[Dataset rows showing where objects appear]
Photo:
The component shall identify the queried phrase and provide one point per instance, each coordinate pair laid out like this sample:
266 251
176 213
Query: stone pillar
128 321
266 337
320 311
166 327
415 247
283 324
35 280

■ **WORK TO BE COMPLETED**
Reproduce all of the data above line for line, with no changes.

■ **SOLUTION**
Photo:
The component shall identify the queried phrase and provide one point per instance, each coordinate pair laid out like this sample:
266 251
176 213
Query: stone pillar
128 321
266 337
320 311
166 327
415 247
283 324
35 280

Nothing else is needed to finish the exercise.